***** DATA FOR THIS TASK

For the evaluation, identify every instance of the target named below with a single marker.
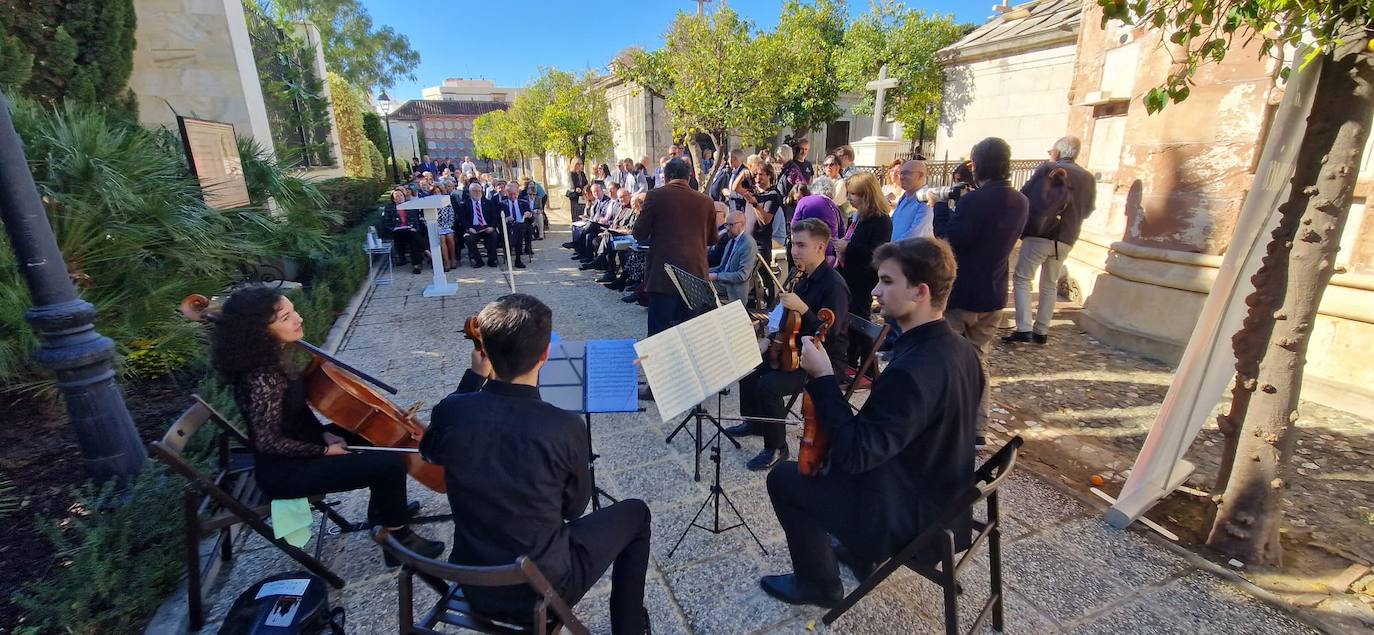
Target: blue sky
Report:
(509, 40)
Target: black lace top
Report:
(280, 421)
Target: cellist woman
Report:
(294, 455)
(763, 393)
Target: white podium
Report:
(430, 206)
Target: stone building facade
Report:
(445, 124)
(195, 58)
(1009, 79)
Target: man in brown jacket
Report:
(679, 223)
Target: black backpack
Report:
(1049, 204)
(286, 604)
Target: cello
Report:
(340, 393)
(814, 441)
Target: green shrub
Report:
(351, 197)
(118, 558)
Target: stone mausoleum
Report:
(1169, 186)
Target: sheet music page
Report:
(669, 373)
(737, 333)
(706, 349)
(612, 378)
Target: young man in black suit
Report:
(480, 220)
(518, 478)
(893, 468)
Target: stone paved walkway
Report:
(1065, 569)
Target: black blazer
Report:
(463, 215)
(983, 228)
(503, 204)
(908, 451)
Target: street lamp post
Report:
(385, 102)
(70, 347)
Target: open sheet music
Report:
(698, 358)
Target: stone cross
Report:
(881, 85)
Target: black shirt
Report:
(826, 289)
(517, 469)
(908, 451)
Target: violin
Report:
(342, 395)
(814, 440)
(783, 352)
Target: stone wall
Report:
(194, 58)
(1169, 190)
(1020, 98)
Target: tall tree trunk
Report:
(1249, 516)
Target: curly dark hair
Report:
(241, 341)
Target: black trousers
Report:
(489, 239)
(382, 473)
(811, 510)
(763, 393)
(665, 311)
(613, 538)
(408, 243)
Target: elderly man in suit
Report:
(680, 223)
(735, 274)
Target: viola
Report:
(342, 395)
(814, 440)
(783, 352)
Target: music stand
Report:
(565, 382)
(700, 296)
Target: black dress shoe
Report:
(856, 565)
(767, 459)
(745, 429)
(796, 591)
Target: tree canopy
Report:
(906, 40)
(362, 52)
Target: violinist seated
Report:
(518, 478)
(763, 392)
(896, 465)
(480, 221)
(293, 454)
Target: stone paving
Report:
(1065, 571)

**********

DO THIS
Reproduce verbatim every line of the data from the line containing "Target: stone wall" through the final line of the data, both included.

SOLUTION FOR THIS TASK
Target: stone wall
Report:
(194, 58)
(1169, 190)
(1020, 98)
Target: tall tree trunk
Report:
(1249, 516)
Target: curly dark hair
Report:
(241, 341)
Target: black trousers
Report:
(489, 239)
(382, 473)
(811, 510)
(763, 393)
(665, 311)
(613, 538)
(408, 243)
Target: elderly man in suit
Report:
(680, 223)
(735, 274)
Target: viola
Report:
(342, 395)
(814, 440)
(783, 352)
Target: music stand
Report:
(565, 382)
(700, 296)
Target: black dress shoe
Report:
(856, 565)
(767, 459)
(745, 429)
(796, 591)
Target: tree canopy
Report:
(906, 40)
(362, 52)
Target: violinist seated
Report:
(518, 478)
(763, 392)
(896, 465)
(480, 221)
(293, 454)
Target: stone paving
Report:
(1065, 571)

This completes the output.